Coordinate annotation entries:
☆ ☆ ☆

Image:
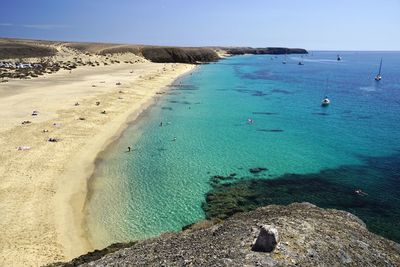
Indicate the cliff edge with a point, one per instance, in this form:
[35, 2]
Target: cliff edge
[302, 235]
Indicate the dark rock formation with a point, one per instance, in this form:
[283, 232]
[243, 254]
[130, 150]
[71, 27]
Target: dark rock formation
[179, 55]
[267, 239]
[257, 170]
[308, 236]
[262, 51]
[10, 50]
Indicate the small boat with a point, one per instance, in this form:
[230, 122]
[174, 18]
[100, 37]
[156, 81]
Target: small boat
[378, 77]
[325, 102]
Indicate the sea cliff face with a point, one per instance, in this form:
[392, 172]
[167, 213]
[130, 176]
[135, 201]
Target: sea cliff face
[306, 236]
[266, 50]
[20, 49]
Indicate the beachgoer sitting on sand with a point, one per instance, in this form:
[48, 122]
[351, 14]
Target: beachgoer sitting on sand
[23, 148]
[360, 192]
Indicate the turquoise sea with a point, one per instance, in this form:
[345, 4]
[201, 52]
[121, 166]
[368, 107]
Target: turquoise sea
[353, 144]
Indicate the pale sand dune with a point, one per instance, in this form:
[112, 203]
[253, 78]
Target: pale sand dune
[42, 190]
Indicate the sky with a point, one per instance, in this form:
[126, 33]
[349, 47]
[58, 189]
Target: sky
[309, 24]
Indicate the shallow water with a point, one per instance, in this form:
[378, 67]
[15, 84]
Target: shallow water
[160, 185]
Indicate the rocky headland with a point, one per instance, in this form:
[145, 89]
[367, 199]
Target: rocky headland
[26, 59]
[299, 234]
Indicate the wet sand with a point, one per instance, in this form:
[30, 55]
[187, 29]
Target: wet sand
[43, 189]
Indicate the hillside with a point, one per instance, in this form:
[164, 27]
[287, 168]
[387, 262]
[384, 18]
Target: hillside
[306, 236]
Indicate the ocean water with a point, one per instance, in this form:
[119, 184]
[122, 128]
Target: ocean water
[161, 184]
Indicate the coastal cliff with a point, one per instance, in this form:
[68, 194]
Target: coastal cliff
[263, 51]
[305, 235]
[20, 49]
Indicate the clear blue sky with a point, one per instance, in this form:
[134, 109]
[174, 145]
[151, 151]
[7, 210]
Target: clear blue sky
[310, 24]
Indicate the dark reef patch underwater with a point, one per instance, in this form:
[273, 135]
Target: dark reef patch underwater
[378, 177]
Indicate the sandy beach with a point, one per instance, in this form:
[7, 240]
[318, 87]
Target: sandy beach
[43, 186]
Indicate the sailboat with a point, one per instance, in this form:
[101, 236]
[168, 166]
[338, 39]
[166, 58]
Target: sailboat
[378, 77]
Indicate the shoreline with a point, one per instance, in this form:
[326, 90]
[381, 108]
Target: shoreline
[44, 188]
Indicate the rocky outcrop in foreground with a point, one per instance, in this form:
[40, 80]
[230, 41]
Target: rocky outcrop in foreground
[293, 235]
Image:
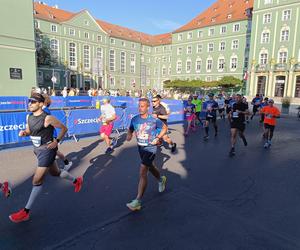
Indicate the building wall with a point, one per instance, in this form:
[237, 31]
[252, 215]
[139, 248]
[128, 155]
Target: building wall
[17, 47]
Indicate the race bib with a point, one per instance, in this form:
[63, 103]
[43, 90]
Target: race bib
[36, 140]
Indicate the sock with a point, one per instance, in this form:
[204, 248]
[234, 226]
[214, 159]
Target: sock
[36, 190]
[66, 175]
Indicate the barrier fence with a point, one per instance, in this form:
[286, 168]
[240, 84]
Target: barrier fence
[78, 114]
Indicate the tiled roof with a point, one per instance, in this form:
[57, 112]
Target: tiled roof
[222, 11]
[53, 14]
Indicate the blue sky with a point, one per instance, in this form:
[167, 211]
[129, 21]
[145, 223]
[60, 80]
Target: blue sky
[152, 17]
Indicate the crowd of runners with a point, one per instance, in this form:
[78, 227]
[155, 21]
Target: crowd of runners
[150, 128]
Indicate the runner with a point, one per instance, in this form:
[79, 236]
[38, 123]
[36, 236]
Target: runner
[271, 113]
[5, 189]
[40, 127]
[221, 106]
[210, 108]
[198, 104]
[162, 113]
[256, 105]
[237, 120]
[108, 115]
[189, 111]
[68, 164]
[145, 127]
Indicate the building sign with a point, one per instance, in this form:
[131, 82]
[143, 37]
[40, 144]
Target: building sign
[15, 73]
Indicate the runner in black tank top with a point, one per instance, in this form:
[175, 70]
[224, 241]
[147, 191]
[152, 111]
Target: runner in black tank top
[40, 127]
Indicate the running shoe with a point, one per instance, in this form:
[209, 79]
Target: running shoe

☆ ☆ ☆

§ What you should do
Print again, word for word, every line from the line with "Indicate the sandy" to the final line of the records, inclusive; skip the pictures.

§ Output of the task
Indicate the sandy beach with a point, one per instance, in this form:
[7, 240]
[318, 87]
Target: sandy beach
[43, 186]
Indicate the sailboat with a point, one per instance, in this form:
[101, 236]
[168, 166]
[338, 39]
[166, 58]
Target: sailboat
[378, 77]
Indicate the shoreline with a point, one per instance, in this form:
[326, 90]
[381, 108]
Target: shoreline
[44, 188]
Indicate the rocky outcrop in foreground with a point, one per instance, in this form:
[40, 80]
[230, 41]
Target: rocky outcrop in foreground
[293, 235]
Image:
Indicate the building wall with a point, one per instance, in this form:
[237, 31]
[252, 215]
[139, 248]
[128, 155]
Target: building wall
[17, 47]
Indicate the race bib with a point, one per instance, in this form:
[63, 103]
[43, 90]
Target: race bib
[36, 140]
Indicate the sock with a point, one per instance, in this form:
[204, 248]
[234, 226]
[214, 159]
Target: sock
[36, 190]
[66, 175]
Indicate the barrier fence with a point, one per instance, in this form:
[286, 168]
[240, 84]
Target: barrier fence
[78, 114]
Indicate the tiled roof with a point, one per instance, in this form:
[57, 112]
Target: tiled roof
[222, 11]
[53, 14]
Indicate the blue sky with a point, one per instance, in this form:
[167, 211]
[129, 21]
[145, 223]
[60, 80]
Target: blue sky
[152, 17]
Indicate the crowd of runners with a point, one per instance, in this form:
[78, 227]
[155, 21]
Target: crowd of runners
[150, 128]
Indicate the runner with a point, one per instance, in this form:
[79, 236]
[38, 123]
[36, 236]
Target: runner
[271, 113]
[5, 189]
[40, 127]
[221, 106]
[210, 108]
[198, 104]
[162, 113]
[256, 105]
[237, 120]
[108, 115]
[189, 111]
[68, 164]
[145, 127]
Indicate the building sign with a point, one per instance, in this form:
[131, 82]
[143, 37]
[40, 144]
Target: building sign
[15, 73]
Indicate the runner in black tank top with a point, one per instance, in this form:
[175, 70]
[224, 241]
[147, 191]
[152, 111]
Target: runner in black tank top
[40, 127]
Indicate the running shoe with a point, one per instance, in this form:
[209, 79]
Target: running shoe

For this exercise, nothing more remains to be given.